═══ Data records ═══
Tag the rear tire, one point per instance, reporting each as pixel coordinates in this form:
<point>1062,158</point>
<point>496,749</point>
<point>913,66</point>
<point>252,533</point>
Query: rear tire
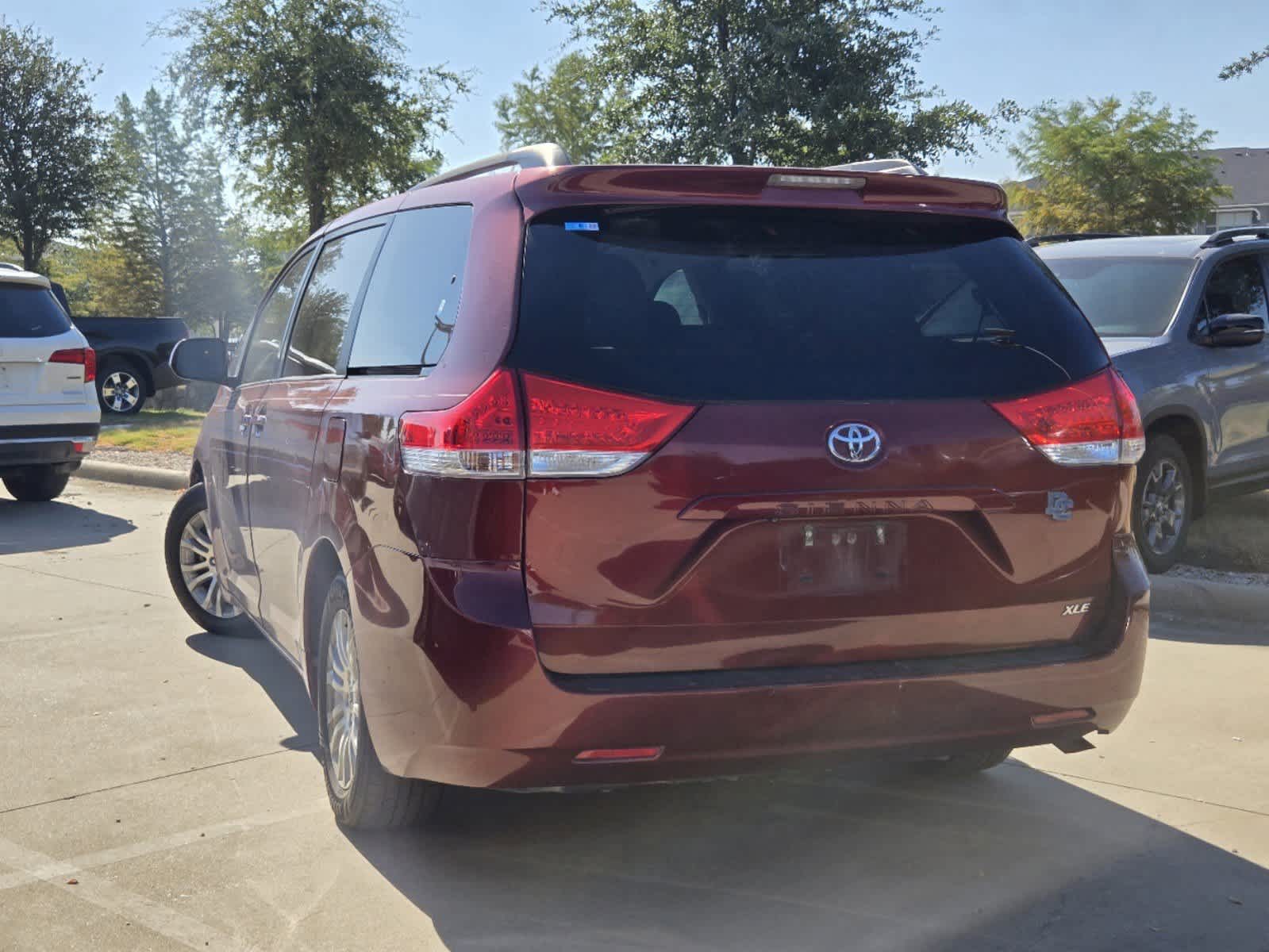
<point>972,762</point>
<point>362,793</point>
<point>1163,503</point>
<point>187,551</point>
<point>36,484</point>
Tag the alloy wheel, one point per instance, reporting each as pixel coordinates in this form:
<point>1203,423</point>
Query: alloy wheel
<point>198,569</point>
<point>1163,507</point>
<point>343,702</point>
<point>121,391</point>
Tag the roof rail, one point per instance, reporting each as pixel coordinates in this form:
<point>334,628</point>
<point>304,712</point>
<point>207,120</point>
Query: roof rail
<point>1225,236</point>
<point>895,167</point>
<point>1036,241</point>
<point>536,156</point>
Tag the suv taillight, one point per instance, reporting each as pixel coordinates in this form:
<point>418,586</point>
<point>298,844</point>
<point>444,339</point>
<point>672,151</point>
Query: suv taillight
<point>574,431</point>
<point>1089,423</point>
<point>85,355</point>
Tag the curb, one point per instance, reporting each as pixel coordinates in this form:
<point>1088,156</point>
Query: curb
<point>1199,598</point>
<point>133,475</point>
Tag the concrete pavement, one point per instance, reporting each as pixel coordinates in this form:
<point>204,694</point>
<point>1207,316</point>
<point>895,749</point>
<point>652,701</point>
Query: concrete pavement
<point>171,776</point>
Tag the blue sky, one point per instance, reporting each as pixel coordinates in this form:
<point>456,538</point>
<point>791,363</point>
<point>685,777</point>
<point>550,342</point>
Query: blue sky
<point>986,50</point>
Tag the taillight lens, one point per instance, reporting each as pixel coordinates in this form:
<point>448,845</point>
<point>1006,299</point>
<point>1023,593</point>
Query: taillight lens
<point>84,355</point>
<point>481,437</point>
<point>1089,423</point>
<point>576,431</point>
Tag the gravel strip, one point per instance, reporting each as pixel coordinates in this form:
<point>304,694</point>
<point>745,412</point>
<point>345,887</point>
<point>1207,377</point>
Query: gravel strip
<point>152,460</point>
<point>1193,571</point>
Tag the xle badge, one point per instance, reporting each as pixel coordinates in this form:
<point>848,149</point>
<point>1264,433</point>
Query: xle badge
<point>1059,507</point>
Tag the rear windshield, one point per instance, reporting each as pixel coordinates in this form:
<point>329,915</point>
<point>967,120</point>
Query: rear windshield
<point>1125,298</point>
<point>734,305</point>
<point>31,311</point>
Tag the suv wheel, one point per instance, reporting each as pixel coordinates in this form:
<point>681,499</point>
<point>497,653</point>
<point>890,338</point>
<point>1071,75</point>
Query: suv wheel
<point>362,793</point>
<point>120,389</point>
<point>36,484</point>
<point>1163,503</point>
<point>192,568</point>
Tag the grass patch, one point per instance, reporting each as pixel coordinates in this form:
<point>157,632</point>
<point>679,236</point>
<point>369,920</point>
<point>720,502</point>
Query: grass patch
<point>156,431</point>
═══
Your goal:
With the first line being the one containing "<point>1023,593</point>" and the last line the one containing "<point>345,887</point>", transcribe exactly the lines above that fall in that range.

Expected answer:
<point>1023,593</point>
Query: taillight lens
<point>84,355</point>
<point>481,437</point>
<point>1089,423</point>
<point>576,431</point>
Tag the gravel strip, one point per instance, reporting each as pixel coordinates in this form:
<point>304,694</point>
<point>745,412</point>
<point>345,887</point>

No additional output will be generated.